> _DATA SUPPLIED_:
++++
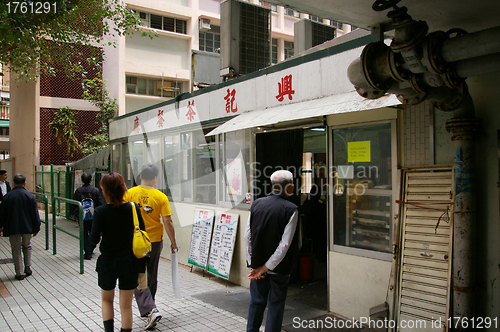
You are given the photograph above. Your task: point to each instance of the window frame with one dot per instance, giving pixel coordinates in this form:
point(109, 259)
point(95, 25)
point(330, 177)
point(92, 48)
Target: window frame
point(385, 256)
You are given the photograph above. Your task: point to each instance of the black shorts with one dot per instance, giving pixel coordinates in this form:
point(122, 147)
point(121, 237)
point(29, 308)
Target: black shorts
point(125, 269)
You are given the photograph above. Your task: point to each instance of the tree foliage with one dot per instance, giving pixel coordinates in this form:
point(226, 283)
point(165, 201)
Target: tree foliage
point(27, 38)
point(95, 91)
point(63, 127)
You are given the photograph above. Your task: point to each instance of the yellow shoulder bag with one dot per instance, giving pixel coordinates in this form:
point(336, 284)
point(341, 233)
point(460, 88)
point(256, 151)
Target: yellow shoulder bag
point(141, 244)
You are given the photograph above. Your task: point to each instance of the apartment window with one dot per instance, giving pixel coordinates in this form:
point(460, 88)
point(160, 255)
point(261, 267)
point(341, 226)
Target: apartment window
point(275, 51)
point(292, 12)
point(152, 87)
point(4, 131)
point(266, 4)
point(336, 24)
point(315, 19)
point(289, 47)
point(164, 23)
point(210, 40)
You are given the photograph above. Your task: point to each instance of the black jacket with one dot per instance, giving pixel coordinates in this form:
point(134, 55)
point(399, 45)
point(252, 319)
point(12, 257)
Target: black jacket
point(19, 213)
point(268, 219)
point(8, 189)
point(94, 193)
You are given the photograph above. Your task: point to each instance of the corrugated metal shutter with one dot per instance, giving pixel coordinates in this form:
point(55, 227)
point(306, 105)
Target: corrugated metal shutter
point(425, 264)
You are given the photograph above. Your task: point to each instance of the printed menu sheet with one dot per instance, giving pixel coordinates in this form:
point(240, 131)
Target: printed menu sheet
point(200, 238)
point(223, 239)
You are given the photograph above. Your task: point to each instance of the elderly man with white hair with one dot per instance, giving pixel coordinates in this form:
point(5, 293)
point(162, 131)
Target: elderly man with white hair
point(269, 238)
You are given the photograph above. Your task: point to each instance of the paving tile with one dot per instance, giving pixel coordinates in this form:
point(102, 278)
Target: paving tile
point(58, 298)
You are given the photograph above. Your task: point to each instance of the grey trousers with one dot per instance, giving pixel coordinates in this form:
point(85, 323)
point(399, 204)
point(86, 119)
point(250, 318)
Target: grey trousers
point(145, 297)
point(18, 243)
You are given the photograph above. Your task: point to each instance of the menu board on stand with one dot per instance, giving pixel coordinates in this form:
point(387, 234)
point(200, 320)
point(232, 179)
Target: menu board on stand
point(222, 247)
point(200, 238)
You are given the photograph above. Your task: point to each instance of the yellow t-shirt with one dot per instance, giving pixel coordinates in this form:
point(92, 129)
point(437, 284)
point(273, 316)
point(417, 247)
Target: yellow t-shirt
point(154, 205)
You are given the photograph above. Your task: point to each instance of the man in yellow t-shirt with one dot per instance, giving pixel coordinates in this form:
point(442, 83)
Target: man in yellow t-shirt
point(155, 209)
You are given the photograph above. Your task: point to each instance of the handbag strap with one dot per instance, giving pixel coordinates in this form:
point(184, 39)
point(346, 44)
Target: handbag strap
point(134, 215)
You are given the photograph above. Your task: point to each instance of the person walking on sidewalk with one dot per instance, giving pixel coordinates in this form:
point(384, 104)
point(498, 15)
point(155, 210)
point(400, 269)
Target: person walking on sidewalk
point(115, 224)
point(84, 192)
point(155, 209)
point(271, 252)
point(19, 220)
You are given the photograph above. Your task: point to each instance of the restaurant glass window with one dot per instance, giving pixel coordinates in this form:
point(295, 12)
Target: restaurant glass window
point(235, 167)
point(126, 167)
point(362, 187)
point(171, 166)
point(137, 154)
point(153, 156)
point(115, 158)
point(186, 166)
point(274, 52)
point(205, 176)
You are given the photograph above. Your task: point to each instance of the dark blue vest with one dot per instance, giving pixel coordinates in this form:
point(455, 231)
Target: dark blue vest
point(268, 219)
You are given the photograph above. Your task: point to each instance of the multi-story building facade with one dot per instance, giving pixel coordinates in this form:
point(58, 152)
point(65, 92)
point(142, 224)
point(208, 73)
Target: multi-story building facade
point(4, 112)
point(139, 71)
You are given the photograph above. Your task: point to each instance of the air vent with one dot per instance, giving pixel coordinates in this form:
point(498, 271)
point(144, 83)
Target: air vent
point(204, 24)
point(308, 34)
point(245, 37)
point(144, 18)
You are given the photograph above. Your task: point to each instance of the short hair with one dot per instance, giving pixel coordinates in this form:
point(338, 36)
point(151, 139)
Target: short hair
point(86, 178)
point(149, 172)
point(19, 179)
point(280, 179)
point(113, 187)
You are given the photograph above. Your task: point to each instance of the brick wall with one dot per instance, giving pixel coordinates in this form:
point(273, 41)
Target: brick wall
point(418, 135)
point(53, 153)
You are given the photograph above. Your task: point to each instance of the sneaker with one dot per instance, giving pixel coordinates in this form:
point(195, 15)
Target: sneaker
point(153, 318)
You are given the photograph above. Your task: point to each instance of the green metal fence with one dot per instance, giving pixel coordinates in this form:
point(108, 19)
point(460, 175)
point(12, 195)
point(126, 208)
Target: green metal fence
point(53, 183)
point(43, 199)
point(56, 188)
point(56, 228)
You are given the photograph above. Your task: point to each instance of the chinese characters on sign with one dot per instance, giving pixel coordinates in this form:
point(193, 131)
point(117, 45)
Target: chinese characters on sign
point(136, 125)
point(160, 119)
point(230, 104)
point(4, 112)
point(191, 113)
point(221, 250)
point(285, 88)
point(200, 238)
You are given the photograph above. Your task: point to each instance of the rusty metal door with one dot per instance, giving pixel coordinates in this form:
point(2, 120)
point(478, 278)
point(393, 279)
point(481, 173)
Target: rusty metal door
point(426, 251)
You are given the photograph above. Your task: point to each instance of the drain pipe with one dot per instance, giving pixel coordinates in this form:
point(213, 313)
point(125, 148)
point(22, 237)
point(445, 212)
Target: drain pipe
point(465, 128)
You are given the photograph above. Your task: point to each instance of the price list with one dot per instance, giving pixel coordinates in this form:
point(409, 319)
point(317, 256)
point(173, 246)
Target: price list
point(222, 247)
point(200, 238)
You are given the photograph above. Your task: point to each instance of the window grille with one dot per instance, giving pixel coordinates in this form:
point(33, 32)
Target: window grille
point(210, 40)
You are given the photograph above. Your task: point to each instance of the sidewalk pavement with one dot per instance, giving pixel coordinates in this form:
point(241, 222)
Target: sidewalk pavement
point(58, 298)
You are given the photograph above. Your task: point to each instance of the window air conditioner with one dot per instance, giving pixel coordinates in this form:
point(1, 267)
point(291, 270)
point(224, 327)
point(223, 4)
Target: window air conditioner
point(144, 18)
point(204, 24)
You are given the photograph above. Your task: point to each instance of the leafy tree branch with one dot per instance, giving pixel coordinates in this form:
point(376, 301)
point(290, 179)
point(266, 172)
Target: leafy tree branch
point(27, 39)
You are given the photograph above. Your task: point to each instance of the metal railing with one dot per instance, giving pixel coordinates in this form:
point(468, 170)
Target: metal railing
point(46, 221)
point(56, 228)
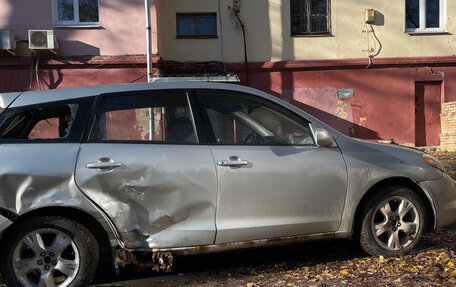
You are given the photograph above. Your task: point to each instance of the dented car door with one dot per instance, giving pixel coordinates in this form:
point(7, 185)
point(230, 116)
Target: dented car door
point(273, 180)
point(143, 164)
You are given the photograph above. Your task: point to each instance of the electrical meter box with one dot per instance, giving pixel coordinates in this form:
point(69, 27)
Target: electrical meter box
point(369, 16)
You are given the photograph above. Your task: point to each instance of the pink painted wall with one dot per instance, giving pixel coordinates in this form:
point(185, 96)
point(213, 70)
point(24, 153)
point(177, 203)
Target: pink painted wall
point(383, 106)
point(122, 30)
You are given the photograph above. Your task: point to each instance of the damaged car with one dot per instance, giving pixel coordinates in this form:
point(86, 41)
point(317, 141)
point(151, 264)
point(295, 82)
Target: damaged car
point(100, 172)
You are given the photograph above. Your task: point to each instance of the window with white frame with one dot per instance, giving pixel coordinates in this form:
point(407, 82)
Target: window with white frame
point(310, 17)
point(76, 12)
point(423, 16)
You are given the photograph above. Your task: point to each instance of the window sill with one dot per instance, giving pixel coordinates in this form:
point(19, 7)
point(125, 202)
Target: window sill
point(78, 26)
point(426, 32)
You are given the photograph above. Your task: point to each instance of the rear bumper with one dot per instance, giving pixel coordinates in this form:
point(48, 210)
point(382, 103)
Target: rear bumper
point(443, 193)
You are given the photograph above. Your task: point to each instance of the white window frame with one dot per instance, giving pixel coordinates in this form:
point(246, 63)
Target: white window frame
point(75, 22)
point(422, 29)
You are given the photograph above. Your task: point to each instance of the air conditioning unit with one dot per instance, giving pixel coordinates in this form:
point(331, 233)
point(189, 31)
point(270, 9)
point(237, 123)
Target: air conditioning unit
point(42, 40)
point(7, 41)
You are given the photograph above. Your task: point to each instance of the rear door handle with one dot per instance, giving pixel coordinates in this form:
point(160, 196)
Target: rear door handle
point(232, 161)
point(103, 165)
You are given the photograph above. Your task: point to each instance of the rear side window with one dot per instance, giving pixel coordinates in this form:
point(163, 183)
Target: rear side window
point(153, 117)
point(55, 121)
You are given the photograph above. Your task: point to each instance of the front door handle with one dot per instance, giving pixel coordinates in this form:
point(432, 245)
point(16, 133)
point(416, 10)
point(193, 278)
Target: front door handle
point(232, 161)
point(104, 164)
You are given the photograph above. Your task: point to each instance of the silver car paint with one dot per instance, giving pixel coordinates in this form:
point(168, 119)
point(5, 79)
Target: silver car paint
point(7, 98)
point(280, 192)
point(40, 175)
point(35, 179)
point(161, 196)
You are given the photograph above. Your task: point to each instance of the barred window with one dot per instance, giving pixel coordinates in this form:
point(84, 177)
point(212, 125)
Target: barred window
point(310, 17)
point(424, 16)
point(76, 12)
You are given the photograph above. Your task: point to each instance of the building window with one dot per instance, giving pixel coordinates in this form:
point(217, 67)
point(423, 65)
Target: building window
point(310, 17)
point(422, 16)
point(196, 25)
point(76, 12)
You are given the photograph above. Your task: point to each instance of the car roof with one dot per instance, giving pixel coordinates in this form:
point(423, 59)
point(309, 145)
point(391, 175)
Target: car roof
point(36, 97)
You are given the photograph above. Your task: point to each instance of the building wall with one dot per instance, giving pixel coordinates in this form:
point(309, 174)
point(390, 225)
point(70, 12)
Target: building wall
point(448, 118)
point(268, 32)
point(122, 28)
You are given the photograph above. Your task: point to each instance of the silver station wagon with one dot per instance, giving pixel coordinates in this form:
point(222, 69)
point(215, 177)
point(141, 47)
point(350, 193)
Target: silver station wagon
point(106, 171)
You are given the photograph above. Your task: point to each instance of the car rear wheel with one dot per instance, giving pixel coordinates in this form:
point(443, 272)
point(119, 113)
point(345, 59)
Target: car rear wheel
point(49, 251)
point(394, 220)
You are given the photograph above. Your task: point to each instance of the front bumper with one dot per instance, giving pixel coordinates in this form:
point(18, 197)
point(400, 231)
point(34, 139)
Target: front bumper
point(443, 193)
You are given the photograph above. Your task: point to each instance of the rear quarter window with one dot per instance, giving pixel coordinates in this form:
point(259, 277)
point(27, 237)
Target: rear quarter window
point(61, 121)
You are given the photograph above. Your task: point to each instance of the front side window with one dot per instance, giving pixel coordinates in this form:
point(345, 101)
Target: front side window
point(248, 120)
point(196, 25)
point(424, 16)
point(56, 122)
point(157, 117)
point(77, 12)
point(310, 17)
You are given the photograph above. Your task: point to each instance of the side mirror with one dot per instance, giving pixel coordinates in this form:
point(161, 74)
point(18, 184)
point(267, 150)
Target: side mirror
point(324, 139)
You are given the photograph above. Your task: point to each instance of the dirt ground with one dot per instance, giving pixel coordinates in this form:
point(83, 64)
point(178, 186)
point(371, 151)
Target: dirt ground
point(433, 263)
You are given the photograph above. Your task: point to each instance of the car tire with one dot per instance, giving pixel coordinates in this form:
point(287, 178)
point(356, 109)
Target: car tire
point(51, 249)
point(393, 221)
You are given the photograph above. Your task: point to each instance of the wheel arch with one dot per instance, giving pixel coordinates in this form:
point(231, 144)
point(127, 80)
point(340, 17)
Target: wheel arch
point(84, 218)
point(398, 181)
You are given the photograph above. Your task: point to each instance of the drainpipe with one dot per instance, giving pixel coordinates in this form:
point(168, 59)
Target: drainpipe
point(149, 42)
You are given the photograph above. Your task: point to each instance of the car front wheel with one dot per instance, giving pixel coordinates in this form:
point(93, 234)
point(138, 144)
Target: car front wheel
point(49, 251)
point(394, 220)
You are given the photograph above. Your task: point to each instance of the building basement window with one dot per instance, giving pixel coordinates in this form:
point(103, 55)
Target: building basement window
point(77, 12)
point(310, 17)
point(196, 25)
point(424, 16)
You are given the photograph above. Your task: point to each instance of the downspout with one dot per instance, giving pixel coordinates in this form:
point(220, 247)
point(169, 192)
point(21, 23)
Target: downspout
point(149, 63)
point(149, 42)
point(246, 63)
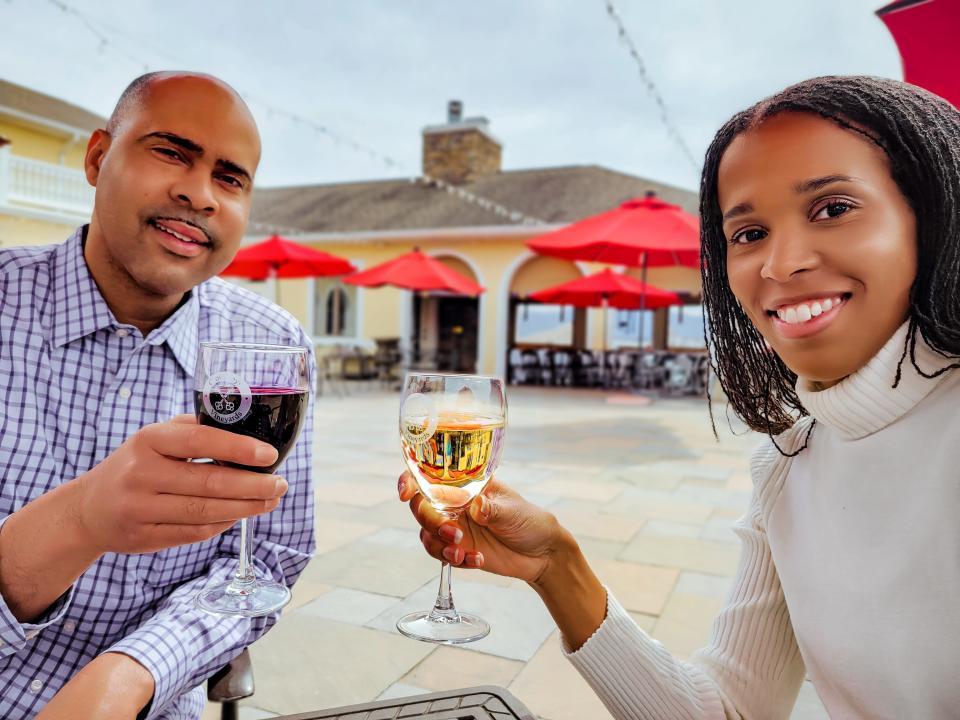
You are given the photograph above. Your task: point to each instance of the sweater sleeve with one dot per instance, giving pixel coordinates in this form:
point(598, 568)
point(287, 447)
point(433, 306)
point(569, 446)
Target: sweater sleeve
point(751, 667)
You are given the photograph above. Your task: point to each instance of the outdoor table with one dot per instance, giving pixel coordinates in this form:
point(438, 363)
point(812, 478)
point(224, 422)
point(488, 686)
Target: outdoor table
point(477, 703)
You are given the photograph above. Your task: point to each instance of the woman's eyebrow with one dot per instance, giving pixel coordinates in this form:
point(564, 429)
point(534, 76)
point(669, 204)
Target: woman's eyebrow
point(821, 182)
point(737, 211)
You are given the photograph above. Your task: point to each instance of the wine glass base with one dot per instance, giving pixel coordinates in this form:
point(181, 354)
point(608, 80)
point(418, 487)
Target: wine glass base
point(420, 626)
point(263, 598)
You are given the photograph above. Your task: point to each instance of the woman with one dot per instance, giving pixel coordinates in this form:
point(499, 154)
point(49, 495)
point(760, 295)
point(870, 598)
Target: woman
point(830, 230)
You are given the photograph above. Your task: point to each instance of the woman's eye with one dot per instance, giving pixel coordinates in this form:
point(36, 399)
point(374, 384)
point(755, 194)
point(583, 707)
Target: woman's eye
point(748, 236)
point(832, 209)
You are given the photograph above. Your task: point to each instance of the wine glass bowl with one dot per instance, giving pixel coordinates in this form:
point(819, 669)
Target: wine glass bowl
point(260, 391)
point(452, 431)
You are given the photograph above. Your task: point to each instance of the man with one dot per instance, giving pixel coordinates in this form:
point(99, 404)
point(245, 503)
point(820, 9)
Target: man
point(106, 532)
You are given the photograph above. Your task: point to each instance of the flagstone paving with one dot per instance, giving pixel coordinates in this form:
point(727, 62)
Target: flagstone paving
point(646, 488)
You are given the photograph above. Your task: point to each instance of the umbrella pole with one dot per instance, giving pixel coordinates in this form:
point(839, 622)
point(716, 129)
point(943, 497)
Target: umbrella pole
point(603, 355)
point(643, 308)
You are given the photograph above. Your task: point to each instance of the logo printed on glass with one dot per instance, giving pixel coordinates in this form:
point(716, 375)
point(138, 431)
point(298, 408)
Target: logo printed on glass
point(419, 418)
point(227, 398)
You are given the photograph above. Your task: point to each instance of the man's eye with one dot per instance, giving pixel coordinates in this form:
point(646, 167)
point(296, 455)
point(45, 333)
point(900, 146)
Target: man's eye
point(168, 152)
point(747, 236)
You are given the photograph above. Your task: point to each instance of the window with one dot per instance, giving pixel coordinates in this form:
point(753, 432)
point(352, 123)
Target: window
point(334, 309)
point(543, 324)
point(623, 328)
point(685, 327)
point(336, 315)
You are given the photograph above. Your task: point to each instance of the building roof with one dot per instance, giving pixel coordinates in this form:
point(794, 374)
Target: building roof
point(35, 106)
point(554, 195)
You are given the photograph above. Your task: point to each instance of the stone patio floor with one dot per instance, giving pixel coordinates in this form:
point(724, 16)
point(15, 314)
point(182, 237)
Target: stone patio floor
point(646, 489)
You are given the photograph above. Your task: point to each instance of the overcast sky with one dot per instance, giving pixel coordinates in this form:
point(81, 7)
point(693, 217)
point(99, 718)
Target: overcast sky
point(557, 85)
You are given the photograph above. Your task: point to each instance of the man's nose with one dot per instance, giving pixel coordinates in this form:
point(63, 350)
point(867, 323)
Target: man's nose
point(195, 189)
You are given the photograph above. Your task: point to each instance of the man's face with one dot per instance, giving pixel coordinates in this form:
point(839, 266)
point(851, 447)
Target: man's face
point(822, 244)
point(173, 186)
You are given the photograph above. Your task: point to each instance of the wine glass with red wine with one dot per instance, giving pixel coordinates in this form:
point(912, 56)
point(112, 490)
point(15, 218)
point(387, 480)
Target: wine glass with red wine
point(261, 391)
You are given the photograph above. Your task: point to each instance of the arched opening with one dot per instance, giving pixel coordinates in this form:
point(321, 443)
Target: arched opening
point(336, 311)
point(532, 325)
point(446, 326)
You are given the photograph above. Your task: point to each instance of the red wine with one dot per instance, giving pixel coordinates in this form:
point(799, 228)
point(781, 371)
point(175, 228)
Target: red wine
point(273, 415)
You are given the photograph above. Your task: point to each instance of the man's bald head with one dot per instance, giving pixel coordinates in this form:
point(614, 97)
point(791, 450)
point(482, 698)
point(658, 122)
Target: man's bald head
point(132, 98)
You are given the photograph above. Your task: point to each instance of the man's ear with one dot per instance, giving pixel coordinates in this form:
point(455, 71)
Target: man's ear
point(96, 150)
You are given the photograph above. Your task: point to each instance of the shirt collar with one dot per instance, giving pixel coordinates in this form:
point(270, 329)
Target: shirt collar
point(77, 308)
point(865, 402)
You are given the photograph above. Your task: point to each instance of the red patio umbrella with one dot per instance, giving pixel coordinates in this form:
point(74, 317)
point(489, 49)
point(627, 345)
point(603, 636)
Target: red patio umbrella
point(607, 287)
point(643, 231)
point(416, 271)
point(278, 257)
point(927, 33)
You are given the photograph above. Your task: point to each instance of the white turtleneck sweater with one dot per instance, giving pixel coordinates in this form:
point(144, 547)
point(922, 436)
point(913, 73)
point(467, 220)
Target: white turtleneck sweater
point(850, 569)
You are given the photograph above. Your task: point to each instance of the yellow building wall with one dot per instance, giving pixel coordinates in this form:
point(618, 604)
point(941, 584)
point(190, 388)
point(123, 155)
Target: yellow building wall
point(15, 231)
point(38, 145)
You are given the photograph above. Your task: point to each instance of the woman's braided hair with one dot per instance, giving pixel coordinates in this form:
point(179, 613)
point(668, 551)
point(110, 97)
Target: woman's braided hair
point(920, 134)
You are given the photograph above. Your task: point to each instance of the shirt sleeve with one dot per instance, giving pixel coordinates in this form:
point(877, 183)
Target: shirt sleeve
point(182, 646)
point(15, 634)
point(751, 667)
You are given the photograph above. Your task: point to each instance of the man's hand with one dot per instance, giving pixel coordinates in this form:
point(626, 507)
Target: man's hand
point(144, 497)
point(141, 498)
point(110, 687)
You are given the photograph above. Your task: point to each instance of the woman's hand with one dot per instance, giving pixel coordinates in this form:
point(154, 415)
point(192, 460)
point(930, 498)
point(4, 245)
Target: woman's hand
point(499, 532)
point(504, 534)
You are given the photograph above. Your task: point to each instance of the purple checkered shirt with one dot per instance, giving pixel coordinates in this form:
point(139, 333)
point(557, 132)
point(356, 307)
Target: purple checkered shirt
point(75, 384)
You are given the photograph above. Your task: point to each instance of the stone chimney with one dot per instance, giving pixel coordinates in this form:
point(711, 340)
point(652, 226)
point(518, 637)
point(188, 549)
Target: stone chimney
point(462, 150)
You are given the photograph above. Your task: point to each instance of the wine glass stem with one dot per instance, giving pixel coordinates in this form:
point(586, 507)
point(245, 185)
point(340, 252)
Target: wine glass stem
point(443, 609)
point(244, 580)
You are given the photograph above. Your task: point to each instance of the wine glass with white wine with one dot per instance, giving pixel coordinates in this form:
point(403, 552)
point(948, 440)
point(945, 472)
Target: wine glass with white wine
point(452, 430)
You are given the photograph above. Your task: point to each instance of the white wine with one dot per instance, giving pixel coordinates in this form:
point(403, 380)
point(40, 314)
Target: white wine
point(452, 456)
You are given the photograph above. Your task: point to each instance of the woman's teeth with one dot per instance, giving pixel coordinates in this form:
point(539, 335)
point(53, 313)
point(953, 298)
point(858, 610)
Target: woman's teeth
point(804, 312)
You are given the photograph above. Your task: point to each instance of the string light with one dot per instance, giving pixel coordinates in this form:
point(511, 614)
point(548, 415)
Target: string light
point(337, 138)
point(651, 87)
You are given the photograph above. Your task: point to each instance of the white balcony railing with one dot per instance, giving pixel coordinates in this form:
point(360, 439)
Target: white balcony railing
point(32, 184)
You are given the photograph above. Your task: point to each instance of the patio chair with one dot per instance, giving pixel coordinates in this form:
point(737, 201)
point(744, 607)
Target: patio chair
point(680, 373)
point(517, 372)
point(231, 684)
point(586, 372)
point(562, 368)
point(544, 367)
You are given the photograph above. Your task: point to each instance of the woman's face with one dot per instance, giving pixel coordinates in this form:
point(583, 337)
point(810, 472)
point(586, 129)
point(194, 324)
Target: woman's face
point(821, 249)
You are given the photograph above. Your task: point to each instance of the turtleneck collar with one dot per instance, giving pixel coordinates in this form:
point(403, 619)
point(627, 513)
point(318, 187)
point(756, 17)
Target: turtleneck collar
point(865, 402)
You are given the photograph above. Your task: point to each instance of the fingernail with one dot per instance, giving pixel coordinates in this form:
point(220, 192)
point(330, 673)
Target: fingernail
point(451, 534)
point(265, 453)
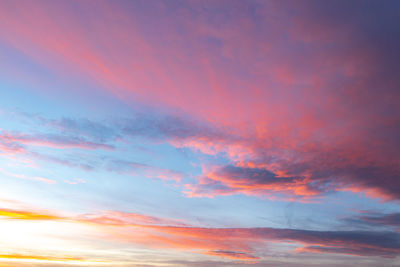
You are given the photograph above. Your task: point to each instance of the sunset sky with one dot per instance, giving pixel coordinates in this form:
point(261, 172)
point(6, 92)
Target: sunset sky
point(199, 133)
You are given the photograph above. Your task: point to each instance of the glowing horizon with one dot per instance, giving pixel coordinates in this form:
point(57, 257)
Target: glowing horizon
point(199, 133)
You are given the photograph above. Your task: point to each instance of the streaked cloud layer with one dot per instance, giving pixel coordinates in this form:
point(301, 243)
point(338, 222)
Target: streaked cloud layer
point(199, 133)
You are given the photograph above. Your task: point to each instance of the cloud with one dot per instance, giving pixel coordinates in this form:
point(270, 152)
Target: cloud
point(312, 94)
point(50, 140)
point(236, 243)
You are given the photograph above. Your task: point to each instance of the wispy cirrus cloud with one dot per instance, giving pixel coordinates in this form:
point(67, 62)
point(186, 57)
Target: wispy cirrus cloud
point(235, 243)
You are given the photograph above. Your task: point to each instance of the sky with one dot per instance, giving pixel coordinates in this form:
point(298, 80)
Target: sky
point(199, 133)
++++
> _WHAT TO DO_: Convert the listing above, from the line containing "of the menu" down to the line containing "point(154, 205)", into a JSON list of strings with one string per line, leaving out any blank lines.

> _TASK RESPONSE_:
[
  "You are given the photograph above. Your task: point to each instance of the menu board on stand with one dot per instance, giving pixel coordinates in this form:",
  "point(387, 234)",
  "point(200, 320)",
  "point(232, 179)",
  "Target: menu board on stand",
  "point(222, 247)",
  "point(200, 238)",
  "You are given the photograph above. Your task: point to each instance of the yellow t-shirt with one dot per instance, giving pixel coordinates in this form:",
  "point(92, 129)",
  "point(437, 284)",
  "point(273, 316)",
  "point(417, 247)",
  "Target: yellow t-shirt",
  "point(154, 205)"
]